### [ACTIONS TO TAKE]
1. According to the blog post, how long did the box of toothpaste tubes from a friend last?
2. The blog post lists the headstone steps the writer completed before putting the process off. What are they?
3. For each statement, say whether it agrees with the blog post: (a) The headstone was put in the ground in November. (b) The family currently keeps several pets. (c) The writer and Kendall were married in 2001.

### [EXTRACT PROVIDED]

Well, it had to happen sometime. I finally had to buy toothpaste. For those who may not have been following this blog for the past several years, an early grief trigger I had revolved around needing to buy toothpaste. (Sounds so silly to say that now, but at the time, it was hard.) I wrote about it in this blog post:
After I wrote that post a caring friend of mine sent me a box full of tubes of toothpaste. (Boy, did that make me laugh when those arrived!) Those toothpaste tubes lasted nearly three years.
So much has changed for me during those three years, and the grief does hit a bit differently now. Know what, though, there were still definite twinges when we finished this last tube of “freebie non-griefy” toothpaste and I had to suck it up and buy more at the store. Isn’t it funny the connections our brains can make sometimes to inanimate objects, the weight we can give to things?
There have been other things that have taken a seemingly ridiculous amount of time for me to face or deal with. Take Kendall’s headstone, for instance. I agonized over that, finally creating a custom design centered around the Washington, D.C. temple, where we were married in 2001. I created the design fall of 2021 and then I never completed the process. I found the company I wanted to use, finalized the design, picked the material, and then….just kept putting it off. Felt blocked when I would think about taking care of it. I change my mind often about design things, and this was literally going to be set in stone, not to mention the fact that it was also my headstone (so weird) and I just…didn’t pull that final trigger.
And then I got married, which made the whole thing seem even weirder. My last name isn’t even Sawyer anymore. But finally last spring when we hit the three year mark for Kendall’s death I decided that enough was enough and I was going to get that headstone laid. It took until NOVEMBER for them to finally get it in the ground, but it was definitely a load off of my mind to have it done.
Who knows where I will actually end up being buried when the time comes, if it will be there or with Jaime somewhere, but honestly, I don’t know that I much care. It’s a problem for another day (and by that point, frankly won’t be my problem anyway).
I don’t think I ever talked on this blog about the significance of where Kenny is buried. There is a private cemetery within walking distance of our home, and in the late spring of 2019 a friend of ours discovered that there was a family of owls living in a quiet, secluded area of the cemetery that is surrounded by trees. For that entire summer our family went there regularly to watch “our owl family” at dusk. We saw the owl chicks when they were first big enough to climb out of their nest, when they first started hopping from branch to branch and then taking short flights, when the mama owl took one of the chicks on a hunting expedition down in the brush. It was magical.
We named the father, mother, and two owl chicks (we’re convinced one was male and one female because of their sizes). And yes, they did of course have Harry Potter names as per family tradition (we’ve had Dobby our dog, rabbits Albus and Lupin the Lop, Trevor the frog, Winky the goldfish and Moody the beta fish, Hedwig and Luna our parakeets, Nymphadora Tonks the leopard gecko, Fred and George the gerbil twins, Nagini our garden snake, Fluffy the ground squirrel who snuck in our van and came home with us after a camping trip and then hung out in our yard for a year, Sprouts the squirrel that during Covid and when Kendall was sick would sit on a branch outside our living room window and chatter at us, then run across our window sills, atop our fence and leap up into the tree in the backyard at the same time every day….). I know, it’s a lot. Lest you think we live in a complete animal menagerie here, those pets were over a 15+ year period, and other than an abundance of garden snakes each spring and summer and plenty of squirrels up in our trees, we only have the dog currently.

(Records excerpted from a collection)
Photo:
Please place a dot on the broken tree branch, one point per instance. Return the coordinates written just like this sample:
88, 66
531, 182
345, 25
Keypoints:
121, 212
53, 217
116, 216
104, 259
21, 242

### [RESPONSE LIST]
1. Nearly three years.

2. Finding the company to use, finalizing the design, and picking the material.

3.
(a) Yes: "It took until NOVEMBER for them to finally get it in the ground"
(b) No: "we only have the dog currently"
(c) Yes: "where we were married in 2001"